**DATA TO USE**.
--- START ---

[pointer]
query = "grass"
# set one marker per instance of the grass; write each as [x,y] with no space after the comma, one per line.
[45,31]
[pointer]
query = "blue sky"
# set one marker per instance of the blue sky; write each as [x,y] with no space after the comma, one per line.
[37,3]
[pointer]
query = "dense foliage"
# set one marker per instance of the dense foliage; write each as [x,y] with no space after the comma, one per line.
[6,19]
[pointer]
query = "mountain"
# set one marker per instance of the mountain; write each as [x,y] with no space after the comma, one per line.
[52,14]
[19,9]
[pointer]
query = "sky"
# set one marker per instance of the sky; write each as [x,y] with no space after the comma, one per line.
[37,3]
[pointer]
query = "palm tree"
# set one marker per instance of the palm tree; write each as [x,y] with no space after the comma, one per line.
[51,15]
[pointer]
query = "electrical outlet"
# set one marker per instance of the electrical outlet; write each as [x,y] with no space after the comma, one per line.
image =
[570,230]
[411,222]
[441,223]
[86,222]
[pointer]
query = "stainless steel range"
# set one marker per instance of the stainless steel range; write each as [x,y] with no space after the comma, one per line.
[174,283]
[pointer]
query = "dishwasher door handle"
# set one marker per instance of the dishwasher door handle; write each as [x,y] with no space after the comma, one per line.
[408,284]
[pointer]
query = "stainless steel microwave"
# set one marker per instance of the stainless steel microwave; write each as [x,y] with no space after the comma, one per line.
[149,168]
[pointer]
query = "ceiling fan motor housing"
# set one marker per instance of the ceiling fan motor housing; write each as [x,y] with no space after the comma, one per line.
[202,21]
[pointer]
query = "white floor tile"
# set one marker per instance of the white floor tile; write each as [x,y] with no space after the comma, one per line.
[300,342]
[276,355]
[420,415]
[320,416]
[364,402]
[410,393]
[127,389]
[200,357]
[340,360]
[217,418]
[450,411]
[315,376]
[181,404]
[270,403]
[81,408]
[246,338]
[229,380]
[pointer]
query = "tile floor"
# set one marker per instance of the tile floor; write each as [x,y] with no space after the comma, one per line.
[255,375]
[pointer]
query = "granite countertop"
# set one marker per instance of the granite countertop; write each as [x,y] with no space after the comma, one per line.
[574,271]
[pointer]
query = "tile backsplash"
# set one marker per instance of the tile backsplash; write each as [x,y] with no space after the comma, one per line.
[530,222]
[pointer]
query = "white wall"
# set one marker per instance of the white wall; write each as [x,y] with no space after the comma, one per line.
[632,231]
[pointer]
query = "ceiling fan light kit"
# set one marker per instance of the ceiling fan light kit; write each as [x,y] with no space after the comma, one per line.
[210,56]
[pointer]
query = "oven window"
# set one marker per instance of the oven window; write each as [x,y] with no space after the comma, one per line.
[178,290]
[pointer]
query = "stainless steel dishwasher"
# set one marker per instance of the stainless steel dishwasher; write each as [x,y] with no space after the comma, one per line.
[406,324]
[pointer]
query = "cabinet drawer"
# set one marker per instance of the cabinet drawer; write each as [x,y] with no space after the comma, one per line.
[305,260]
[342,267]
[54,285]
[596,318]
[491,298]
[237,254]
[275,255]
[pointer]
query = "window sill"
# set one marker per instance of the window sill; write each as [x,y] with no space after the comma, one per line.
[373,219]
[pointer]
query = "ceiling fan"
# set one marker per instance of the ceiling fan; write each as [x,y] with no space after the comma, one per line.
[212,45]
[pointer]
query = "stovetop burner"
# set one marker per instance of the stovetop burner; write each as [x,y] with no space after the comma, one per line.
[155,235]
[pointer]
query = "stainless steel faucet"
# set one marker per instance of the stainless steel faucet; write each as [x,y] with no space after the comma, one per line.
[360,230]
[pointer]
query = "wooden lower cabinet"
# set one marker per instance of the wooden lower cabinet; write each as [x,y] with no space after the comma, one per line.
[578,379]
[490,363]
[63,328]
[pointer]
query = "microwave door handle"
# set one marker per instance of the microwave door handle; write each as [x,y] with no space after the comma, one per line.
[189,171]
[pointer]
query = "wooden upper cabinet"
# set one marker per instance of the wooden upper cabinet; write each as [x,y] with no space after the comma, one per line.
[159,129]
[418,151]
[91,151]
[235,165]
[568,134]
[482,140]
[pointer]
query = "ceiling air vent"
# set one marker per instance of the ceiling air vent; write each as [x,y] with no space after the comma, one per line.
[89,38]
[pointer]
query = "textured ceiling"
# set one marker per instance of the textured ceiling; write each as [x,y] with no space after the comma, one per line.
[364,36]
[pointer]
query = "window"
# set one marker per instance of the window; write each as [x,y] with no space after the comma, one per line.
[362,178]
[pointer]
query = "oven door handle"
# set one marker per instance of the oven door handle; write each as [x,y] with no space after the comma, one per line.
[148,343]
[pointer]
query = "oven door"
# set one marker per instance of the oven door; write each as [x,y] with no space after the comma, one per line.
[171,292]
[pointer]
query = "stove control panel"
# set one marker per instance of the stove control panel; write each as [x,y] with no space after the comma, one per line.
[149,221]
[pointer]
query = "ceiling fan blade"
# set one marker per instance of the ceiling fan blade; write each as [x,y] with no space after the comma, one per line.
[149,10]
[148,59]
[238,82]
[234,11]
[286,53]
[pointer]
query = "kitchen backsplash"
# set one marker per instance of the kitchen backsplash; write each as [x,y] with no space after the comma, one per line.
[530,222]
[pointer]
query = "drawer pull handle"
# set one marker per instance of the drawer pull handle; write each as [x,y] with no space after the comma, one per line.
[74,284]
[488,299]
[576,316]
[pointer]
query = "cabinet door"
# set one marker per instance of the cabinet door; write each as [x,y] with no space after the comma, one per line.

--- END ---

**WHAT IS REQUIRED**. Wherever the word "outlet" appears in the listing, copy the line that holds it.

**RESPONSE AREA**.
query = "electrical outlet"
# set one marker per instance of the electrical outlet; write each as [x,y] with no space after the comma, one per line.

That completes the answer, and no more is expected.